##### EXCERPT PROVIDED
A locus may have many different mutant alleles
Biology

A locus may have many different mutant alleles



KEY TERMS:
  • A locus is said to have multiple alleles when more than two allelic forms have been found. Each allele may cause a different phenotype.
KEY CONCEPTS:
  • The existence of multiple alleles allows heterozygotes to occur representing any pairwise combination of alleles. 

If a recessive mutation is produced by every change in a gene that prevents the production of an active protein, there should be a large number of such mutations in any one gene. Many amino acid replacements may change the structure of the protein sufficiently to impede its function.
Different variants of the same gene are called multiple alleles, and their existence makes it possible to create a heterozygote between mutant alleles. The relationship between these multiple alleles takes various forms.
In the simplest case, a wild-type gene codes for a protein product that is functional. Mutant allele(s) code for proteins that are nonfunctional.
But there are often cases in which a series of mutant alleles have different phenotypes. For example, wild-type function of the white locus of D. melanogaster is required for development of the normal red color of the eye. The locus is named for the effect of extreme (null) mutations, which cause the fly to have a white eye in mutant homozygotes.
##########
##### INFORMATION
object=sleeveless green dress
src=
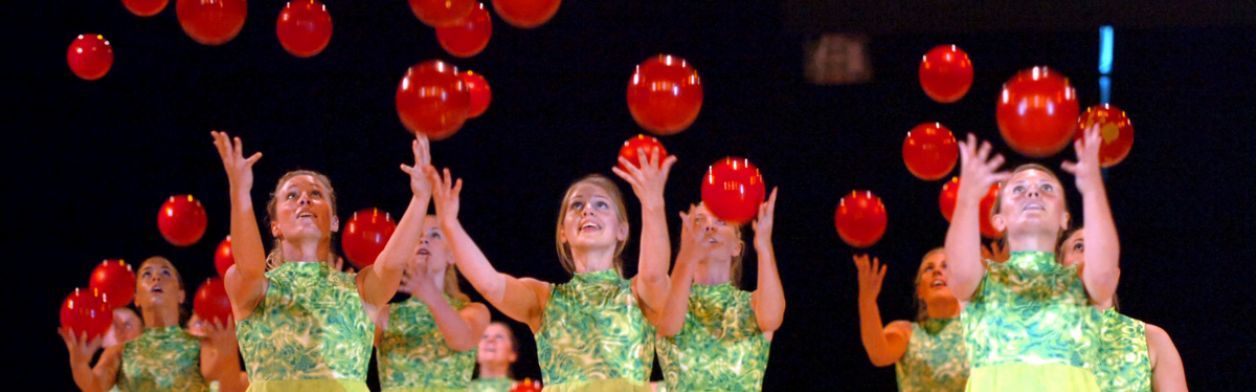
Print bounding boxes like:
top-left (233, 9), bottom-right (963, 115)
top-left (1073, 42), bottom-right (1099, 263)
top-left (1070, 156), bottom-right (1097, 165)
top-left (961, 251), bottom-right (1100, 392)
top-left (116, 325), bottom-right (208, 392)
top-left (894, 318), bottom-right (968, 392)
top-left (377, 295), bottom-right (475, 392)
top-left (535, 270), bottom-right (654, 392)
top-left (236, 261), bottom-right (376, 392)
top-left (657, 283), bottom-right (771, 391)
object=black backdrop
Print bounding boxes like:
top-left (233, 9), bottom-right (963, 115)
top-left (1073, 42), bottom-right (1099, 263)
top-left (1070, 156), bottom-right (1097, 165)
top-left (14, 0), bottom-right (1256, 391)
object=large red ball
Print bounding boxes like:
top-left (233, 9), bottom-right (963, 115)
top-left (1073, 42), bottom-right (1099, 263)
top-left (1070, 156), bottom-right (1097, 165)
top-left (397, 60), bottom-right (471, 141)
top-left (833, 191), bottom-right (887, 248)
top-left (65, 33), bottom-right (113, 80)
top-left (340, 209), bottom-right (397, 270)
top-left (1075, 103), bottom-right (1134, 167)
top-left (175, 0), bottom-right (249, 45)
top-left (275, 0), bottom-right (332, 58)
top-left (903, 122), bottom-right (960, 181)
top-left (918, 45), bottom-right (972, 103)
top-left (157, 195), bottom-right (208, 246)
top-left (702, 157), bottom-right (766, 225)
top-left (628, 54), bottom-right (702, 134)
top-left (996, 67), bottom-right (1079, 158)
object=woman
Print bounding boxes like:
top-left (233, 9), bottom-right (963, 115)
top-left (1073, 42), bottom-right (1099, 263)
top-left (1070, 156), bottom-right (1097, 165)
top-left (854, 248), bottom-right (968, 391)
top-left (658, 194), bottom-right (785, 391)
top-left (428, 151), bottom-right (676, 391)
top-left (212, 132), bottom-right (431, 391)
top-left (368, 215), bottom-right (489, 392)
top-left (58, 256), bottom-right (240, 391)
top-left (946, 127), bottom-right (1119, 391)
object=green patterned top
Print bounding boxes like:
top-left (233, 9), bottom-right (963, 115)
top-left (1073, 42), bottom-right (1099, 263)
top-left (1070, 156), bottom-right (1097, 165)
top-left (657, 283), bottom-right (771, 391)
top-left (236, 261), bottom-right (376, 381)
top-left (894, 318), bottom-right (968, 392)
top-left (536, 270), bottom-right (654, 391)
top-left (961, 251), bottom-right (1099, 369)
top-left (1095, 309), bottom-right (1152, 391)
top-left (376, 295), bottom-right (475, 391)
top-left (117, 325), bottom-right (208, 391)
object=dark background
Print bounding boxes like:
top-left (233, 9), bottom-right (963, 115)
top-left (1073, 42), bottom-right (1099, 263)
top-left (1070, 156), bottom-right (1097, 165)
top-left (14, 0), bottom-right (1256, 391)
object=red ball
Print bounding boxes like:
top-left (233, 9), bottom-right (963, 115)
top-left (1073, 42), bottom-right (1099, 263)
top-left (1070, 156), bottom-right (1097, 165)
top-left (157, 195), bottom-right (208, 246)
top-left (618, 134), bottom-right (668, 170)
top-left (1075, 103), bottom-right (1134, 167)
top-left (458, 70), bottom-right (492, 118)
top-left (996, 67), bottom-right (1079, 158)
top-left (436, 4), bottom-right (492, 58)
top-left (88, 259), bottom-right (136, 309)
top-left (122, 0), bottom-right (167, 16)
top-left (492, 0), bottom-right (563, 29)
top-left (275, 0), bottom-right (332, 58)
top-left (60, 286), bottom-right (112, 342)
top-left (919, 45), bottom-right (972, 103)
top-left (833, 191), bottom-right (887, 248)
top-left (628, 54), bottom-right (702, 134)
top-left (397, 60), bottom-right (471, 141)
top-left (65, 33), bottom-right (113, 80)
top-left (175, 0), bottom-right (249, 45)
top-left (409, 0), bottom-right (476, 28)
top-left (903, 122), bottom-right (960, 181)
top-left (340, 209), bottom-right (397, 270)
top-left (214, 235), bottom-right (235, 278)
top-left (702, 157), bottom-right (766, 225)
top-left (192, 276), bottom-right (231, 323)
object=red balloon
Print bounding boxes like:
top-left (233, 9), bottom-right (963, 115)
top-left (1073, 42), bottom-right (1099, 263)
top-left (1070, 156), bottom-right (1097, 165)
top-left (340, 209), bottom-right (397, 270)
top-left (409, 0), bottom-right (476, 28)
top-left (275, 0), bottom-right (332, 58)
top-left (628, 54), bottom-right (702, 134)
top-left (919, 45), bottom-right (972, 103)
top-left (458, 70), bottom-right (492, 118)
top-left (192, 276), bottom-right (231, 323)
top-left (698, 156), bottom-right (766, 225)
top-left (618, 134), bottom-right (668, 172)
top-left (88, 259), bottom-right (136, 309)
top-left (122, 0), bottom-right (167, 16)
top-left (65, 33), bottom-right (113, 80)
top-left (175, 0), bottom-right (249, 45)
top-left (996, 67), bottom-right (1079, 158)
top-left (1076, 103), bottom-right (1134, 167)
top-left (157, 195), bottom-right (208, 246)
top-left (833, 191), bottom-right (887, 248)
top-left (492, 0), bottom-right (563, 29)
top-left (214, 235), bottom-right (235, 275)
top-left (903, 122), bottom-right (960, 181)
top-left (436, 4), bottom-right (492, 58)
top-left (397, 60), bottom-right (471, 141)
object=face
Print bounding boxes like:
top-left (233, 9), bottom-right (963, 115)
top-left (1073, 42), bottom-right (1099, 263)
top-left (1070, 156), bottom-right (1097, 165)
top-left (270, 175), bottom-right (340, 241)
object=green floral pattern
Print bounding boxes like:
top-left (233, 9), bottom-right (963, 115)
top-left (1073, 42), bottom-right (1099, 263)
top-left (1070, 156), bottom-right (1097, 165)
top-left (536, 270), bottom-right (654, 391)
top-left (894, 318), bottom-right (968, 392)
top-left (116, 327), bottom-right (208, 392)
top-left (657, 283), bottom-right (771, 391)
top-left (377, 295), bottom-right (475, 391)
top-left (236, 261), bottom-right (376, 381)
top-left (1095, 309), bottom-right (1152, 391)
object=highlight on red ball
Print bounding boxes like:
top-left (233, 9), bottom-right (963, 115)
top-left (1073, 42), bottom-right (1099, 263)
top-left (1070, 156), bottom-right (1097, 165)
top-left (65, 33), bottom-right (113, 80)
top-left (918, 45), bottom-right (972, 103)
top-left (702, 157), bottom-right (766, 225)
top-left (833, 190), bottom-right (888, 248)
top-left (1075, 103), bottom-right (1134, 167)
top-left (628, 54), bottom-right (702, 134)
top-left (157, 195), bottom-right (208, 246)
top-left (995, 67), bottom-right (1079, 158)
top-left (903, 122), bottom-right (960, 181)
##########
##### INFORMATION
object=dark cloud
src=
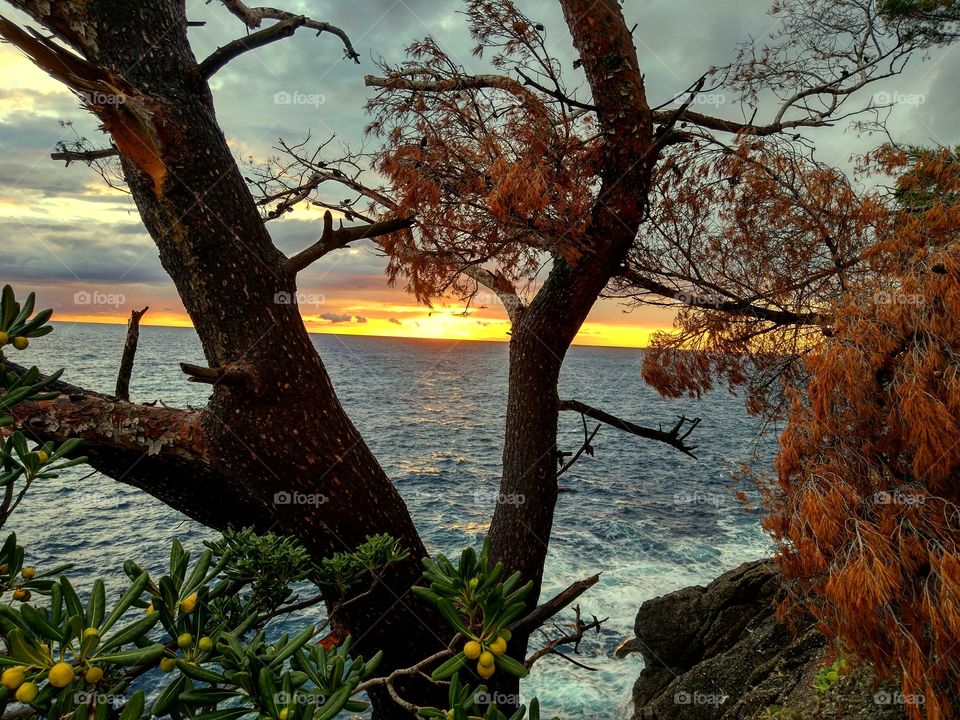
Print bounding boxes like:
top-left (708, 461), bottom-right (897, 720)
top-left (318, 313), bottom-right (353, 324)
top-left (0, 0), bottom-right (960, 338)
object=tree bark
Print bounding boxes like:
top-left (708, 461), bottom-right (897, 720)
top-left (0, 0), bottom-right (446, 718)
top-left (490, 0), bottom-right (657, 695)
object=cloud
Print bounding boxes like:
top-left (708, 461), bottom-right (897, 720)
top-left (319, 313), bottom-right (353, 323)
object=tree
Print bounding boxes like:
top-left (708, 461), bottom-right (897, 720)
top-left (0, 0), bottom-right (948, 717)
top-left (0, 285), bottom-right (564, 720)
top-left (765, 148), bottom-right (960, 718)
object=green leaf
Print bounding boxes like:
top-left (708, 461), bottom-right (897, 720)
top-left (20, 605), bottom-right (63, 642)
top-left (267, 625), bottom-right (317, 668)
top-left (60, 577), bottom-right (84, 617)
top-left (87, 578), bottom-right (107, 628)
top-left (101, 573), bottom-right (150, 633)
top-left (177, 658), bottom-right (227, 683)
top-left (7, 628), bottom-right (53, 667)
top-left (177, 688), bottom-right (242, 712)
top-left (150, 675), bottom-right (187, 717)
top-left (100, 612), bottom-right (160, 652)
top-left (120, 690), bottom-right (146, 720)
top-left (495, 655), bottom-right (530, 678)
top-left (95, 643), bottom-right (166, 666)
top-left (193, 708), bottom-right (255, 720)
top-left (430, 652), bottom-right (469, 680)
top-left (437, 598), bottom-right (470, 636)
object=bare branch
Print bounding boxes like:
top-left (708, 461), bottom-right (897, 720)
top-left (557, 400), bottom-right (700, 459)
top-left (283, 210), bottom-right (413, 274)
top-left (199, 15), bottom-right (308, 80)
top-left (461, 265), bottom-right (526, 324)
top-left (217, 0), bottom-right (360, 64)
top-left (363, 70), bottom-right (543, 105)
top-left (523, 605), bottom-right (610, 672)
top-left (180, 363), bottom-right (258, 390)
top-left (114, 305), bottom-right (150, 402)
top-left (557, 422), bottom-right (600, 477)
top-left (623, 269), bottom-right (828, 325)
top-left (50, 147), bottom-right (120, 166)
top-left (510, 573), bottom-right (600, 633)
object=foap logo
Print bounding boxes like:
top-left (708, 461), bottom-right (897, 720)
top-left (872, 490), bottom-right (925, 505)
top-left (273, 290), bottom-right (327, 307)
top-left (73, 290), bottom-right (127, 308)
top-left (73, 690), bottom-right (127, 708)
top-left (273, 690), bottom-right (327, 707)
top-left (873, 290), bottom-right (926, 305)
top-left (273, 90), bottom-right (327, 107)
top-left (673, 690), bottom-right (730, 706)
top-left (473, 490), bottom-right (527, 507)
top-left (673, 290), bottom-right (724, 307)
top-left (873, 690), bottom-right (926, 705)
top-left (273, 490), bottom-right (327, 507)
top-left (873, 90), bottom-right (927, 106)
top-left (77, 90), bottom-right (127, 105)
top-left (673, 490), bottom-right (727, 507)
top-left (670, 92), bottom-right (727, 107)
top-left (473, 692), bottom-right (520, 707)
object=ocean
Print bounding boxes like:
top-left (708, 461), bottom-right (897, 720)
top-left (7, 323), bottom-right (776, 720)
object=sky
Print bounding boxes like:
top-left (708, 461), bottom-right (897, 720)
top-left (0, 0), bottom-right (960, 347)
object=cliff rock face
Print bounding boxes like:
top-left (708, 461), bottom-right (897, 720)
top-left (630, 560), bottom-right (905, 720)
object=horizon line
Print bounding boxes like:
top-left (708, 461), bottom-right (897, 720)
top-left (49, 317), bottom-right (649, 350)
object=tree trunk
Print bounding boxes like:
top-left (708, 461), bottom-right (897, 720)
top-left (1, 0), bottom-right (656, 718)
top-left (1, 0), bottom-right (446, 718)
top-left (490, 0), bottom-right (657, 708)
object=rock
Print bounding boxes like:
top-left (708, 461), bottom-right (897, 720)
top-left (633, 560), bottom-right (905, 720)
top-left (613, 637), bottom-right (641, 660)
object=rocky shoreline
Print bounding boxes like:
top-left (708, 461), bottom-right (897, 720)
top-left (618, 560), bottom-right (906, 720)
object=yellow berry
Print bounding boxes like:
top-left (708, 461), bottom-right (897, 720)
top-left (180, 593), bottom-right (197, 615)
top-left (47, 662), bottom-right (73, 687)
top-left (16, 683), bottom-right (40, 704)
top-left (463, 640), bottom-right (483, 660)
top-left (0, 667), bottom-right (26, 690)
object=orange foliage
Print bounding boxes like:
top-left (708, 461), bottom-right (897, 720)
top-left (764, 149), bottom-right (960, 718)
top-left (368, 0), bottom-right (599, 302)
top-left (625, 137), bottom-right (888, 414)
##########
WHAT TO DO — Copy the passage on mutant alleles between "If a recessive" and "takes various forms.", inclusive, and switch "impede" to "hinder".

SOLUTION —
If a recessive mutation is produced by every change in a gene that prevents the production of an active protein, there should be a large number of such mutations in any one gene. Many amino acid replacements may change the structure of the protein sufficiently to hinder its function.
Different variants of the same gene are called multiple alleles, and their existence makes it possible to create a heterozygote between mutant alleles. The relationship between these multiple alleles takes various forms.